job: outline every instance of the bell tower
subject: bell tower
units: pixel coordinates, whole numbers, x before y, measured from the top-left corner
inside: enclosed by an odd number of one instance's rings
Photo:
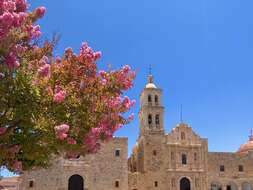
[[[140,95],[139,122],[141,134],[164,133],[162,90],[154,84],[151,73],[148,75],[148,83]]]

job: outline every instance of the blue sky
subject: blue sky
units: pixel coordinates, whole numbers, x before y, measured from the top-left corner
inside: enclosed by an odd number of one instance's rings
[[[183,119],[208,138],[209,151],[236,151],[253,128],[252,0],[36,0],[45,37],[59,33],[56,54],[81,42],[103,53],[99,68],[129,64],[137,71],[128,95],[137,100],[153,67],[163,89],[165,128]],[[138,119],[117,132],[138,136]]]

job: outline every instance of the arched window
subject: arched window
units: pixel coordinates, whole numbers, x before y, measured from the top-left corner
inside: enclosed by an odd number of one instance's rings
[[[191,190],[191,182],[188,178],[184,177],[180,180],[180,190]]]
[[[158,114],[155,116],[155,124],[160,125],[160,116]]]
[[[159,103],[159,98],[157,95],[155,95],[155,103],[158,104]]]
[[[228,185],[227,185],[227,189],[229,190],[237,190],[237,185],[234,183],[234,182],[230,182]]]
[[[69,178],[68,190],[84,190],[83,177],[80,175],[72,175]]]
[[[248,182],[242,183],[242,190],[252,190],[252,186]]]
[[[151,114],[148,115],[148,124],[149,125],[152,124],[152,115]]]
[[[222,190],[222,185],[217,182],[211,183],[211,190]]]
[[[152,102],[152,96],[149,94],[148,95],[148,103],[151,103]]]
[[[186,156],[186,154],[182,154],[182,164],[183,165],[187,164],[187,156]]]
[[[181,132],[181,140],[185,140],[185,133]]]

***

| TASK REQUIREMENTS |
Turn all of the material above into a numbered list of its lines, skipping the blank lines and leaving out the pictures.

| TASK OUTPUT |
1. job: outline every instance of the bell tower
2. subject: bell tower
3. units: pixel coordinates, whole numbers, x before y, measured from the top-left corner
4. inside: enclosed by an odd number of one instance's rings
5. Photo:
6. [[[140,95],[139,122],[141,134],[164,133],[162,90],[154,84],[151,73],[148,75],[148,83]]]
7. job: outline every instance of the blue sky
8. subject: blue sky
9. units: pixel coordinates, whole numbers, x before y, measured from the top-left corner
10. inside: enclosed by an odd number of one instance's rings
11. [[[183,119],[208,138],[209,151],[236,151],[253,128],[252,0],[36,0],[45,37],[59,33],[56,54],[81,42],[103,53],[99,68],[129,64],[137,71],[128,95],[137,100],[153,67],[163,89],[165,128]],[[138,119],[117,132],[138,136]]]
12. job: outline every instance of the arched window
13. subject: arched window
14. units: pixel coordinates, whole numbers, x before y, measured from the top-left corner
15. inside: enclosed by an odd number of one instance's rings
16. [[[191,190],[191,182],[188,178],[184,177],[180,180],[180,190]]]
17. [[[158,114],[155,116],[155,124],[160,125],[160,116]]]
18. [[[159,103],[159,98],[157,95],[155,95],[155,103],[158,104]]]
19. [[[228,185],[227,185],[227,189],[229,190],[237,190],[237,185],[234,183],[234,182],[230,182]]]
20. [[[69,178],[68,190],[84,190],[83,177],[80,175],[72,175]]]
21. [[[248,182],[242,183],[242,190],[252,190],[252,186]]]
22. [[[151,114],[148,115],[148,124],[149,125],[152,124],[152,115]]]
23. [[[222,190],[222,185],[217,182],[211,183],[211,190]]]
24. [[[152,102],[152,96],[149,94],[148,95],[148,103],[151,103]]]
25. [[[186,156],[186,154],[182,154],[182,164],[183,165],[187,164],[187,156]]]
26. [[[181,132],[181,140],[185,140],[185,133]]]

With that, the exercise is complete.